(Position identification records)
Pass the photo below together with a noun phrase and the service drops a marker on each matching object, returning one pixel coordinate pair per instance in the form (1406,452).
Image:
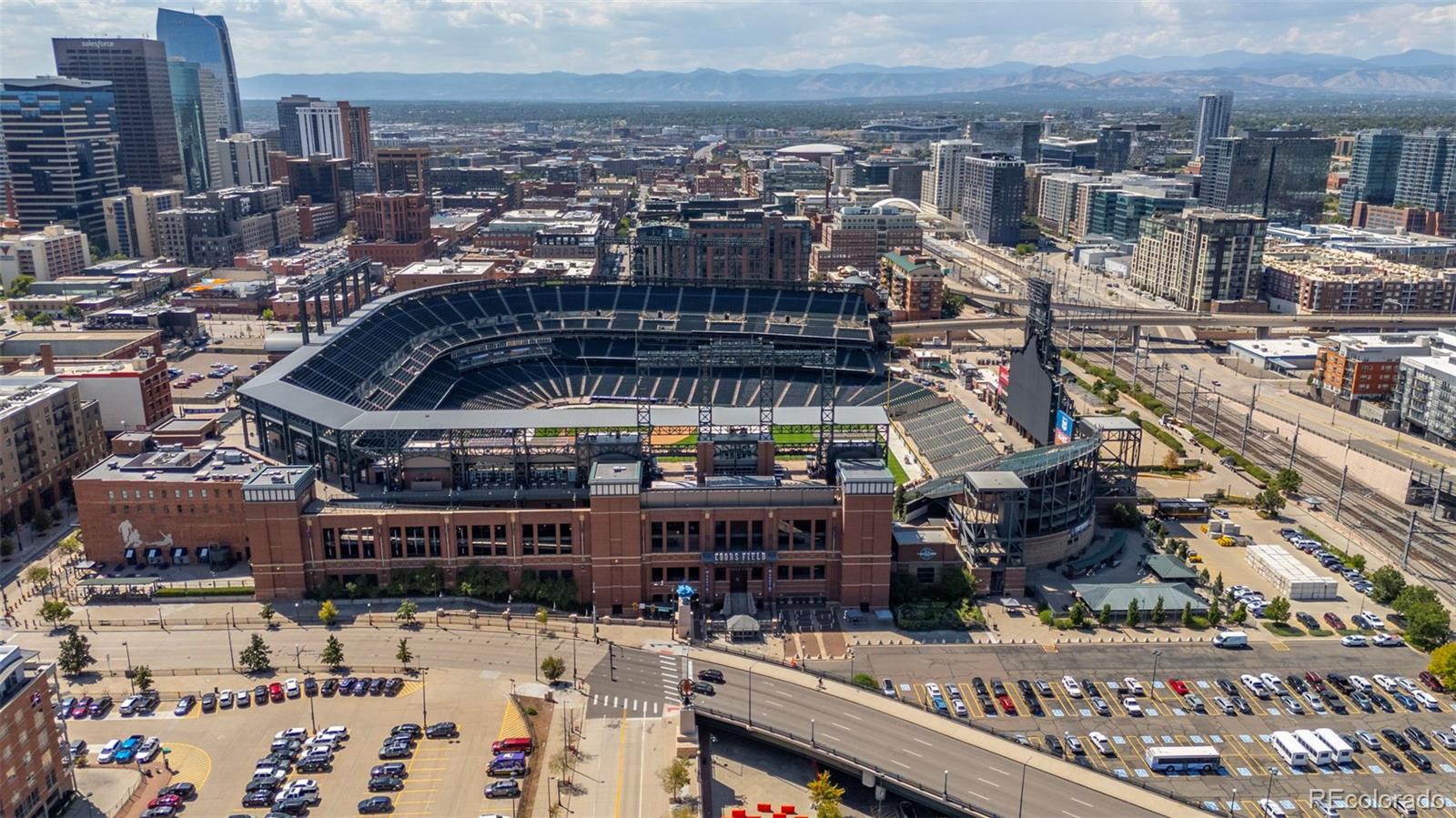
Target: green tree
(1443,664)
(1270,502)
(1077,614)
(73,655)
(1427,625)
(674,778)
(1278,611)
(255,657)
(332,652)
(1286,480)
(56,611)
(1135,616)
(1388,584)
(1412,596)
(826,796)
(328,613)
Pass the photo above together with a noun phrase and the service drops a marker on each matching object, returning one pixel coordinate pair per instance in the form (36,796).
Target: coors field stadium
(630,439)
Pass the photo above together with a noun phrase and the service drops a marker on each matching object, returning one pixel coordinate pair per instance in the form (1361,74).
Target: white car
(149,750)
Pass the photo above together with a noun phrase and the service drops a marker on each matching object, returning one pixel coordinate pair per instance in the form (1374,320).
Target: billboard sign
(1063,431)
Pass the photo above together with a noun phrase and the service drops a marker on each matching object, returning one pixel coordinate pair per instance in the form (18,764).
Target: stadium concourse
(616,439)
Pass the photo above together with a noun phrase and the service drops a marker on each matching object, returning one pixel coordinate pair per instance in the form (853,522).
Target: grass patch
(1280,629)
(895,469)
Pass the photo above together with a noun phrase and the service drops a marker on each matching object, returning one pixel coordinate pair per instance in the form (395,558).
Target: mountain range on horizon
(1416,72)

PROBLEM DETAILS:
Except for the pictures, copy every line of the records above exactly.

TASK OUTPUT:
Pass the photo below together with a noun phrase and the service drops a marker on each matching object, returning one pixel coordinate pair per instance in the form (1406,452).
Image:
Target: green tree
(1443,664)
(1270,502)
(1077,614)
(73,655)
(1427,625)
(674,778)
(1278,611)
(255,657)
(332,652)
(1286,480)
(56,611)
(1135,616)
(1388,584)
(1412,596)
(826,796)
(328,613)
Pass the photo above together with a noun phrase and the service drops a marker on each matching object, returning one pixel coordinate pair per instance in the form (36,796).
Target: coors field stadium
(630,439)
Pass the photo above together with a noun phrase and the service drops a marker on each matching object, returning one pixel coordinate pair per instance in the form (1361,74).
Target: white car
(149,750)
Pass the photo above together with a noun phrase and the service drops a marker on each matching object, returning one pixel coordinate pair per instance in the form (1374,320).
Target: billboard sign
(1063,431)
Pass the photo above together with a noun phrase and the service drops a marker on each matching object, returning one pixel coordinate pair per instance in the form (18,764).
Target: stadium concourse
(616,439)
Pass the photo above together with a noun phrase and the service drops a marker on each matching object, returning one pixel coordinate pair per instance in the form (853,522).
Target: grass patch
(1280,629)
(895,469)
Pass the photo above together with a noun phrase and the service drops a marker on each matching object, returning one pixel coordinate pair per instance in the form (395,558).
Target: mountain range on horizon
(1416,72)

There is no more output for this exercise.